▶ [Dataset records]:
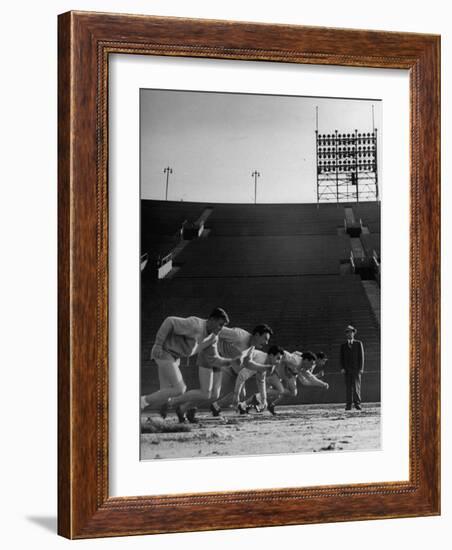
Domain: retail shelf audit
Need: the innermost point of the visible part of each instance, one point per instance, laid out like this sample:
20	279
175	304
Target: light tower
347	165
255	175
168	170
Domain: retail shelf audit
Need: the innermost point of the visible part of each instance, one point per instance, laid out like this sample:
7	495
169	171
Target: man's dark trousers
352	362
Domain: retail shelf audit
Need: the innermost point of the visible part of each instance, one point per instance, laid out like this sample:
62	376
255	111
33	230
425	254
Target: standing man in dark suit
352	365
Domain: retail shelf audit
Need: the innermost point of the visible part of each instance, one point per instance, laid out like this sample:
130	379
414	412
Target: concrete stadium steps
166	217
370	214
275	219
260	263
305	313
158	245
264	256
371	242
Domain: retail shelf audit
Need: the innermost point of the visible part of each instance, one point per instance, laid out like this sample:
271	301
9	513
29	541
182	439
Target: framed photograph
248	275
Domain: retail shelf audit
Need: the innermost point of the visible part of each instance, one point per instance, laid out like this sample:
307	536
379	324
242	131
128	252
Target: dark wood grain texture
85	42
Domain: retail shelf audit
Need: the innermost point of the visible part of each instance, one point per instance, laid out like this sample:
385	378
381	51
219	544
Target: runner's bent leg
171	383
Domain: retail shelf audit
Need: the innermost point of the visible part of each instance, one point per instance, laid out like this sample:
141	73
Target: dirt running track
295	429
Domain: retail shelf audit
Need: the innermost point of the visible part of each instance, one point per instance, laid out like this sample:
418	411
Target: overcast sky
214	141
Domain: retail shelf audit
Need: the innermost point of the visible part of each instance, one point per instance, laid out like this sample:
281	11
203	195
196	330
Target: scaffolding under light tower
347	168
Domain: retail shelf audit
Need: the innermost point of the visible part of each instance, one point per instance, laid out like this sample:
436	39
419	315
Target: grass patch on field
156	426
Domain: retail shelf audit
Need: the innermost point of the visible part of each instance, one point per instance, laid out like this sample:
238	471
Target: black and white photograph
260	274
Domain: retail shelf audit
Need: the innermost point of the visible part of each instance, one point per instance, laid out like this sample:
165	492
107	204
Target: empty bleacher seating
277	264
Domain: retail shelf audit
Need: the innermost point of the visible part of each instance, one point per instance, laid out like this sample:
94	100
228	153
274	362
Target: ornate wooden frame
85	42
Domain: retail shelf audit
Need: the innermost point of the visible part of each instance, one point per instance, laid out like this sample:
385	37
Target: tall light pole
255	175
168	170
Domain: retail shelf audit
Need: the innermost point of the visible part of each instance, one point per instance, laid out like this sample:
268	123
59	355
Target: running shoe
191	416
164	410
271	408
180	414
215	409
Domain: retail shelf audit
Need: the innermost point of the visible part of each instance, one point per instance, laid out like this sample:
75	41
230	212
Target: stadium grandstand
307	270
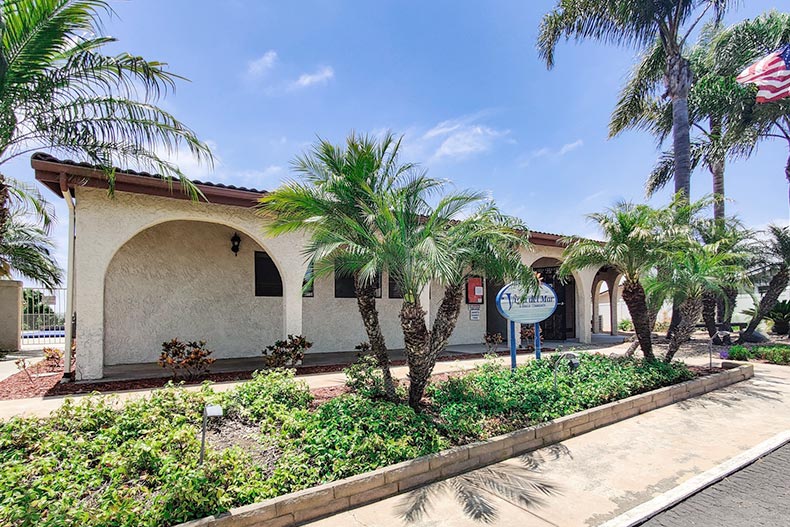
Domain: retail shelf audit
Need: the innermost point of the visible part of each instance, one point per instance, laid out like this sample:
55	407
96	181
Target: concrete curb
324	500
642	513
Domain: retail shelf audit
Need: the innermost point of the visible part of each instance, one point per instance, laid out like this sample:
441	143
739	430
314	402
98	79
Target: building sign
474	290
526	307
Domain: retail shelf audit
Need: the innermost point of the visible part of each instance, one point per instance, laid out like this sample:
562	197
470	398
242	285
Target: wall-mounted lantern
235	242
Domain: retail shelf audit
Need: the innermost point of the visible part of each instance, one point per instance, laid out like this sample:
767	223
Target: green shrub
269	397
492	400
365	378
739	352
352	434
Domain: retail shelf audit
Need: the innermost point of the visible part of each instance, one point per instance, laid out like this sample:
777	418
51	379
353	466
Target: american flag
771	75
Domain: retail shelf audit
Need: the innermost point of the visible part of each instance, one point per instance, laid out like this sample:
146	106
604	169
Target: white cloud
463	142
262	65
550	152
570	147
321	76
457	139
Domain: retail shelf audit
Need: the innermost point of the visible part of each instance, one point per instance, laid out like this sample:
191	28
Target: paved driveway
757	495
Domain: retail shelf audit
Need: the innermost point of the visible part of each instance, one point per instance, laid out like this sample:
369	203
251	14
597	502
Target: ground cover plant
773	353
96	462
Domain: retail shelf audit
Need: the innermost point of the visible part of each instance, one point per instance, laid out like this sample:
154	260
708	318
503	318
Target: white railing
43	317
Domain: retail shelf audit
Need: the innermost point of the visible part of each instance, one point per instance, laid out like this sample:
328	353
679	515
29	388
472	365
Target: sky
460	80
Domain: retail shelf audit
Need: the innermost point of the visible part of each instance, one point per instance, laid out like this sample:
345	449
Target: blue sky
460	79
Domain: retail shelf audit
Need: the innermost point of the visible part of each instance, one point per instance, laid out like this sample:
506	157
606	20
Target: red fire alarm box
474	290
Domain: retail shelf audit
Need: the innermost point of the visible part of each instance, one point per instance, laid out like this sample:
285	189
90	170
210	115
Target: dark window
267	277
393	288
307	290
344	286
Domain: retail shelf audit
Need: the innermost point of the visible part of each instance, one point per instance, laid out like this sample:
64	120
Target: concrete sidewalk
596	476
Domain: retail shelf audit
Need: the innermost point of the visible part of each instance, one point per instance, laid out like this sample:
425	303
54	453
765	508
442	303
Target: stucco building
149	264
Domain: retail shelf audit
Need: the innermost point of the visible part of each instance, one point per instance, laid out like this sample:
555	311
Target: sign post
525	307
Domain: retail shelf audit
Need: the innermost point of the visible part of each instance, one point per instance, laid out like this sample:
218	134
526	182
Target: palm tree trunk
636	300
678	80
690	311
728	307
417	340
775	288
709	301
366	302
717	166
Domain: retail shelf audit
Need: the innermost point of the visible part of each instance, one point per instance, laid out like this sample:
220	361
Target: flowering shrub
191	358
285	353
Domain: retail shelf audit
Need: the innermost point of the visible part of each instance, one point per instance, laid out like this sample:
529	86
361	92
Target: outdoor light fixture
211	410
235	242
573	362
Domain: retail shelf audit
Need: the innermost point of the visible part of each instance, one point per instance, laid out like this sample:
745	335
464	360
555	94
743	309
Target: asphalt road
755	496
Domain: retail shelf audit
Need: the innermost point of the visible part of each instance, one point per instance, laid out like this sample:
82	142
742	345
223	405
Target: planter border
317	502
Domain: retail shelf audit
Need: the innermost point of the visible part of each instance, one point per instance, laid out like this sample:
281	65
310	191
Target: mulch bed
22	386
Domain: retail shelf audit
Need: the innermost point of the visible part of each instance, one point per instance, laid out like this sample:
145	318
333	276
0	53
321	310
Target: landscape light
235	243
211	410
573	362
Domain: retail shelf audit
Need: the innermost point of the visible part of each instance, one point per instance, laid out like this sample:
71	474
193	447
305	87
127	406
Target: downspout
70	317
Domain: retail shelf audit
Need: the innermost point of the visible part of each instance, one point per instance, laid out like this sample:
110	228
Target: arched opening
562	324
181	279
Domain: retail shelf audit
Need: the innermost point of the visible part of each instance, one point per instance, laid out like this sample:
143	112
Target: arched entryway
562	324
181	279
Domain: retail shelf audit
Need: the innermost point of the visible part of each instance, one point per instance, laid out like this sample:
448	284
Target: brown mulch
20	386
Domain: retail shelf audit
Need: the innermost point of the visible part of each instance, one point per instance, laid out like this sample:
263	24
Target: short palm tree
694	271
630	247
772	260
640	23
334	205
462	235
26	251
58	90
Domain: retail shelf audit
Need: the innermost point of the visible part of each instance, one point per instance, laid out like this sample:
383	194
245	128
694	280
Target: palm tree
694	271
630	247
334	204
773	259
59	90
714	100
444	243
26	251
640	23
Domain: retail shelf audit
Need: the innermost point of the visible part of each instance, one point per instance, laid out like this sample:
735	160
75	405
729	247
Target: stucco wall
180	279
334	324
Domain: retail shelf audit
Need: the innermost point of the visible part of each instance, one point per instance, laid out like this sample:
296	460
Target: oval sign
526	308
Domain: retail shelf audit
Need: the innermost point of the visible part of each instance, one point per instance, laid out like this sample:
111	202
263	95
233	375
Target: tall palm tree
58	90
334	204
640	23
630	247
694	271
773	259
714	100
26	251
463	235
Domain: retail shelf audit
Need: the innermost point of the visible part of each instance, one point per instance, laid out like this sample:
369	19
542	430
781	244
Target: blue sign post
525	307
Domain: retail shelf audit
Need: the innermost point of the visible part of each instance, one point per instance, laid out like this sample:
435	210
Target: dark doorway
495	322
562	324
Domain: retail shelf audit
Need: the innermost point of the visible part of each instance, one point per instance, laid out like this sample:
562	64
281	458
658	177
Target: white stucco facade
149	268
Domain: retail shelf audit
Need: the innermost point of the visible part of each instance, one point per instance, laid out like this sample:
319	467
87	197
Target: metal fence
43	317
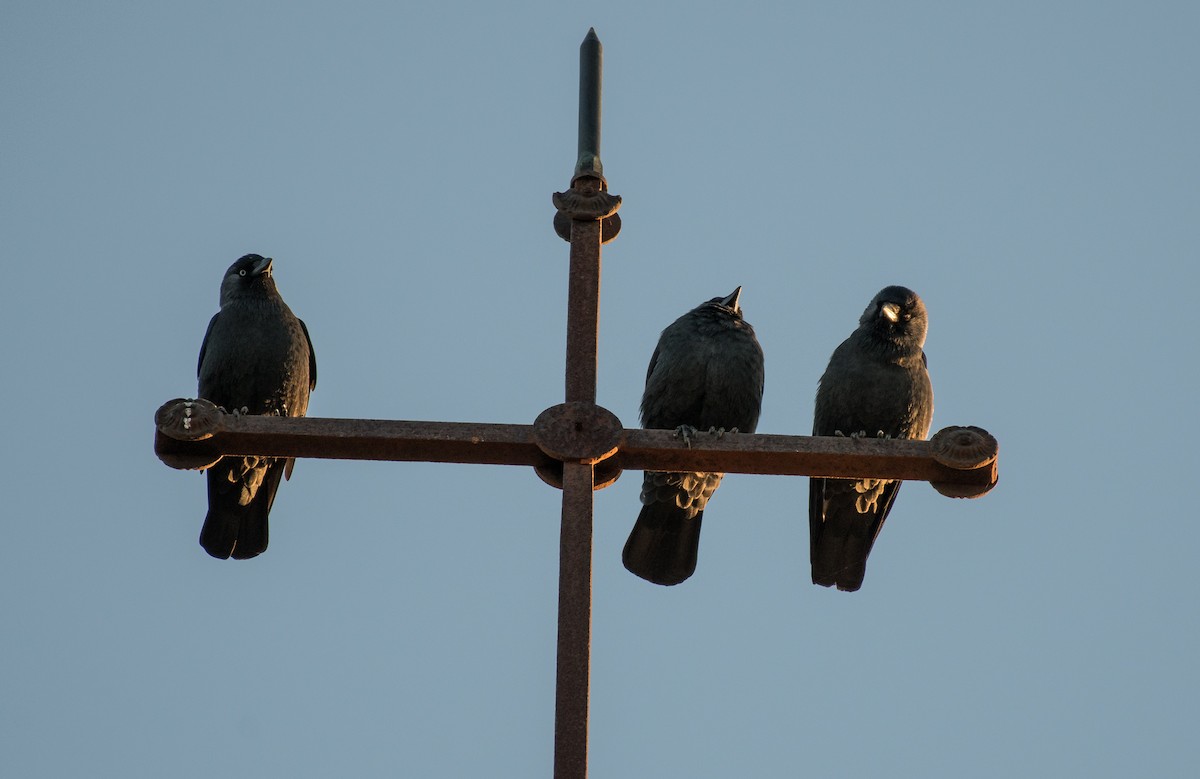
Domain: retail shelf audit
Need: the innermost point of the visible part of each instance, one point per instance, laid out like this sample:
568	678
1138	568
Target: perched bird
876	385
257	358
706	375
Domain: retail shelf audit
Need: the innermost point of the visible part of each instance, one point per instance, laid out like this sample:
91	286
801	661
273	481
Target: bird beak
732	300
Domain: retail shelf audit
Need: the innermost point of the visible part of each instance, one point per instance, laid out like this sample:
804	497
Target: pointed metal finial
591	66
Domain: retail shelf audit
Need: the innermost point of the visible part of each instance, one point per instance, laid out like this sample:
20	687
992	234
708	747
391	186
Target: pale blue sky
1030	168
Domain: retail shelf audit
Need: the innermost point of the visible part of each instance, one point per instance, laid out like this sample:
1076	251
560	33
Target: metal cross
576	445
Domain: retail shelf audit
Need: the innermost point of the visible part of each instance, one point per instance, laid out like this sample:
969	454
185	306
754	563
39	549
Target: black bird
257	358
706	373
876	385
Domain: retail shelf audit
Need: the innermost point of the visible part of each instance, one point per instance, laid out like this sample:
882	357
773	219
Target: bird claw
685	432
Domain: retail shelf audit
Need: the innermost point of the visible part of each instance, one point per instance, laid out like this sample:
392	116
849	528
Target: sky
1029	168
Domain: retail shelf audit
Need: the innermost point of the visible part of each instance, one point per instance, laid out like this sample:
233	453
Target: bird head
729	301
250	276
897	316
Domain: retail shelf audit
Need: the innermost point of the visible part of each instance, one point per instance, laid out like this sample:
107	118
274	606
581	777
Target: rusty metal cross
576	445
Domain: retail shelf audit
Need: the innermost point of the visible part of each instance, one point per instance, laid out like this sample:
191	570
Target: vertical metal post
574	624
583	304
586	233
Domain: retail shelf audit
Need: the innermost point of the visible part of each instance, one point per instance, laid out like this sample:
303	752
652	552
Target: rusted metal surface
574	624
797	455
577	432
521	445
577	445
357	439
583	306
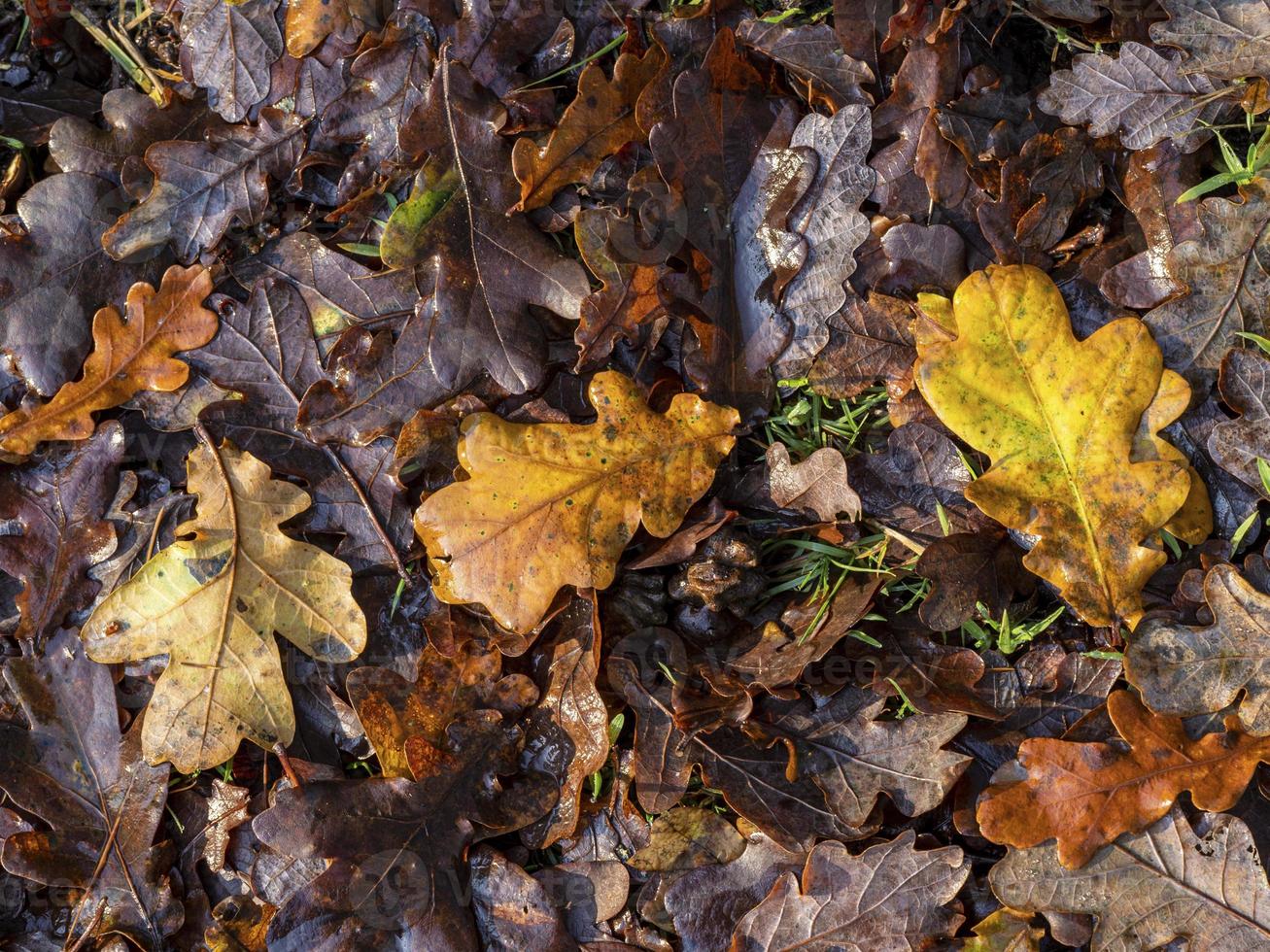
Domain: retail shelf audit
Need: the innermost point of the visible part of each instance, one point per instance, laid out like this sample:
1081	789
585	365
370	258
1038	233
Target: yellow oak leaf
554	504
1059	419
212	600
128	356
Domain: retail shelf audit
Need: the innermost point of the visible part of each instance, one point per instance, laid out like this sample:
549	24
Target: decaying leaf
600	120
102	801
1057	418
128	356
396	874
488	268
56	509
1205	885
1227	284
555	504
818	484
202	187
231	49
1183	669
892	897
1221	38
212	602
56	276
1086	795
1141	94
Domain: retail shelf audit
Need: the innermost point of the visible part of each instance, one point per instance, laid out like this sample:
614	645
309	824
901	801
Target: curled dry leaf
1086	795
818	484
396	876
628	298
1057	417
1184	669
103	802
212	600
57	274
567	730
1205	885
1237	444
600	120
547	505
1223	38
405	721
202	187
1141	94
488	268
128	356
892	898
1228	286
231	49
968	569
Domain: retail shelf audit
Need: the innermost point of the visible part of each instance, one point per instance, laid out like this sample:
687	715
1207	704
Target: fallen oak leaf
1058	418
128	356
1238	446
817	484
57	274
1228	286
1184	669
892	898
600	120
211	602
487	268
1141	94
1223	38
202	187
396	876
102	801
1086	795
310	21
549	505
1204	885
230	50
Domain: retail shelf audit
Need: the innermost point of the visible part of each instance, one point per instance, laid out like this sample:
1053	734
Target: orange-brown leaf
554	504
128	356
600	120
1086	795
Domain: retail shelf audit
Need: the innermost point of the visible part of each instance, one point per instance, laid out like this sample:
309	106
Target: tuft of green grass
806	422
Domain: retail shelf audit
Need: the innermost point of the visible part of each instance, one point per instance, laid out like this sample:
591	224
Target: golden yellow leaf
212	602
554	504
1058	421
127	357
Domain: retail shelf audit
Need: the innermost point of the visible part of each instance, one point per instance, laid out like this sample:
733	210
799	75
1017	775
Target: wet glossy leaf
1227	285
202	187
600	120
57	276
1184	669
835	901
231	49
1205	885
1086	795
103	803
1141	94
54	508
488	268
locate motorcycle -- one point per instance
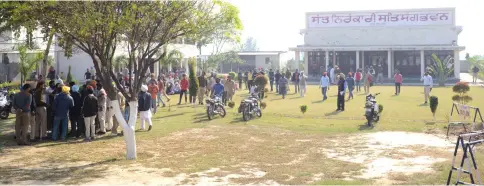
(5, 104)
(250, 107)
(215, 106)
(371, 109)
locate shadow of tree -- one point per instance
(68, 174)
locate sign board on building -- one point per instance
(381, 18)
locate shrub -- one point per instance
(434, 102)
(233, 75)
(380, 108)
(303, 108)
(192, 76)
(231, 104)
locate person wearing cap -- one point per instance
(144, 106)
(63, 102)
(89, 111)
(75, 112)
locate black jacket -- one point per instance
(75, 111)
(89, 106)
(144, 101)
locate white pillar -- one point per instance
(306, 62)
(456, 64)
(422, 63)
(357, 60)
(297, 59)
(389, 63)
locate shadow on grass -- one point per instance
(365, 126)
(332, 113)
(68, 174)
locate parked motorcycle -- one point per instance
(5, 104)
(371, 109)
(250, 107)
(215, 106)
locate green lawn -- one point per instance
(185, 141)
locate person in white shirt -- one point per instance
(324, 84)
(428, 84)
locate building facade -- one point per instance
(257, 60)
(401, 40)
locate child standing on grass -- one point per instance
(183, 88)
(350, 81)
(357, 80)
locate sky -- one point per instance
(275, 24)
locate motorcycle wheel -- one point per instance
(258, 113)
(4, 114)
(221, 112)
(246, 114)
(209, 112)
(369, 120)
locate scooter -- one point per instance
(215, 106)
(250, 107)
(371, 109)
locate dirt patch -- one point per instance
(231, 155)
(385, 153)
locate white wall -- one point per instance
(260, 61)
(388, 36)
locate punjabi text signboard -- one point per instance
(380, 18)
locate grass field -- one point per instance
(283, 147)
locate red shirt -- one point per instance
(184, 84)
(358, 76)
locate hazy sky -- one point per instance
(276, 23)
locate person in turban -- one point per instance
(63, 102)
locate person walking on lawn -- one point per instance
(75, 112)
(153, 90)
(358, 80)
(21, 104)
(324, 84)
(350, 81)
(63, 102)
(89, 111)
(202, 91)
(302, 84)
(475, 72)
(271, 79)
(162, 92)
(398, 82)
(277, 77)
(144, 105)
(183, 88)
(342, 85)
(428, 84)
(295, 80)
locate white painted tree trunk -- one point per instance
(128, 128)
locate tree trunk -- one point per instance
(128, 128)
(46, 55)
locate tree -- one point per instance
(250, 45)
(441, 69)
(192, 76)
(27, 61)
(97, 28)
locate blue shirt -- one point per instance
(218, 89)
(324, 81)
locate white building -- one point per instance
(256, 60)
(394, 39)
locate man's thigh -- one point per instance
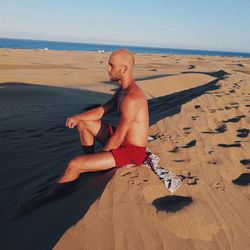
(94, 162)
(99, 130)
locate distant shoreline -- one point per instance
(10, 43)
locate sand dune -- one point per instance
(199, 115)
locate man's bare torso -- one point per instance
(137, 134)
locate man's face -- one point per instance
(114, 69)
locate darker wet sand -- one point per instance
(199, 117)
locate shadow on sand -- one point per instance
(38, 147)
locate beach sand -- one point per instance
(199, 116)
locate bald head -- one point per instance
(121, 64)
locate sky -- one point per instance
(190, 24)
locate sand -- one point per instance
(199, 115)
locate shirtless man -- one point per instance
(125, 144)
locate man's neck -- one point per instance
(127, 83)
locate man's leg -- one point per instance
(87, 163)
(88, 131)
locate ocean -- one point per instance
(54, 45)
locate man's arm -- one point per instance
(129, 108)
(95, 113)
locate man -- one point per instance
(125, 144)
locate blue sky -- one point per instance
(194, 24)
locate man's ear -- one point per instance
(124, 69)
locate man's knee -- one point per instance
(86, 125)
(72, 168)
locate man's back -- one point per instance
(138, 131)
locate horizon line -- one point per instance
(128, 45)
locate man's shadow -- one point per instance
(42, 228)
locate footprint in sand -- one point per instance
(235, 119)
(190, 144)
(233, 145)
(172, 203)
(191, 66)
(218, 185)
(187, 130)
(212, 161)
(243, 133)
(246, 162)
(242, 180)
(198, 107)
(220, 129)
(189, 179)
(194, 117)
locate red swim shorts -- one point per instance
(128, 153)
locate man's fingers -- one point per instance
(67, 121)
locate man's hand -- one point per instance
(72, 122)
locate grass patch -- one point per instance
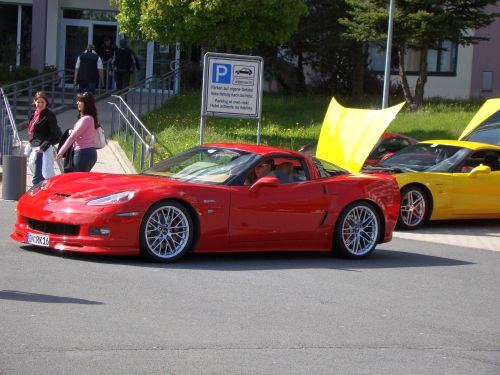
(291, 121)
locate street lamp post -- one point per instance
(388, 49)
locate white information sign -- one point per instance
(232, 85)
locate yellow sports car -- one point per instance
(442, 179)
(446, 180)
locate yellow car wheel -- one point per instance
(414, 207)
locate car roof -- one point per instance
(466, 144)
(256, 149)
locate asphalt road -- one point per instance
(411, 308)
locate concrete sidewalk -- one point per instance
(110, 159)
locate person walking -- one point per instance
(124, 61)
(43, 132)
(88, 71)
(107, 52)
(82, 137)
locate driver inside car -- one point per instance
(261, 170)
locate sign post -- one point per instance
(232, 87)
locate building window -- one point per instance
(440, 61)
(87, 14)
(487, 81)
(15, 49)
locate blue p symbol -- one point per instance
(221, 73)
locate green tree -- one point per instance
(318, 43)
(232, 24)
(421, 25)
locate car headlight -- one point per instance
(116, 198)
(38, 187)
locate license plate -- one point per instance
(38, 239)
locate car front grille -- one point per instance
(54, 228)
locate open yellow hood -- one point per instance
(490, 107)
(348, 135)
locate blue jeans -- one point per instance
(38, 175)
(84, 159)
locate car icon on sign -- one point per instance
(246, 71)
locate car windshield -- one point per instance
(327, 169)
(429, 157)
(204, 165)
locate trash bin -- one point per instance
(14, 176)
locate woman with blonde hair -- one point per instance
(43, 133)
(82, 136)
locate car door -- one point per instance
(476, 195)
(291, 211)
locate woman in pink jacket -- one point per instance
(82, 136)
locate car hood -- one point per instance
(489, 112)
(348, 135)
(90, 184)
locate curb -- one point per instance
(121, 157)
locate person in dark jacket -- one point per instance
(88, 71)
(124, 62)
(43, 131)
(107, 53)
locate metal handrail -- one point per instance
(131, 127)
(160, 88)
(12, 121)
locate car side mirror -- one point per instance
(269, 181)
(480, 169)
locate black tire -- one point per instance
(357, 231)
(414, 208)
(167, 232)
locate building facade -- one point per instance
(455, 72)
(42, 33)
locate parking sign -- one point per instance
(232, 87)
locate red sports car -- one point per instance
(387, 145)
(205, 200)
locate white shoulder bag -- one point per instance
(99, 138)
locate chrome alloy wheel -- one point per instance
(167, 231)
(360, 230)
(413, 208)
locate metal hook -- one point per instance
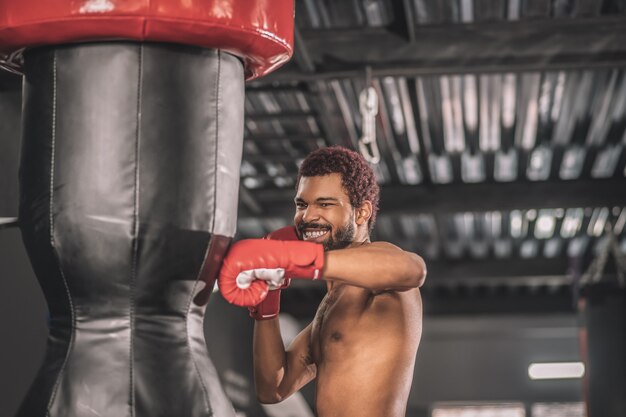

▶ [Assignment]:
An acceptable answer consists of the lines above from the one holding "locate metal handrail" to the end of the data, repeated exactly and containing no pictures.

▶ [Output for this exercise]:
locate metal handrail -- one point per instance
(131, 127)
(160, 88)
(12, 121)
locate car side mirror -- one point per instance
(269, 181)
(480, 169)
locate black tire -- one point per instance
(357, 231)
(414, 208)
(167, 232)
locate building facade -- one point per instance
(455, 72)
(42, 33)
locate parking sign -- one point per instance
(232, 87)
locate red sports car -- one point per instance
(387, 145)
(205, 200)
locate white shoulder bag -- one point per instance
(99, 138)
locate chrome alloy wheel -- one point per instance
(167, 231)
(360, 230)
(413, 208)
locate metal hook -- one point per instance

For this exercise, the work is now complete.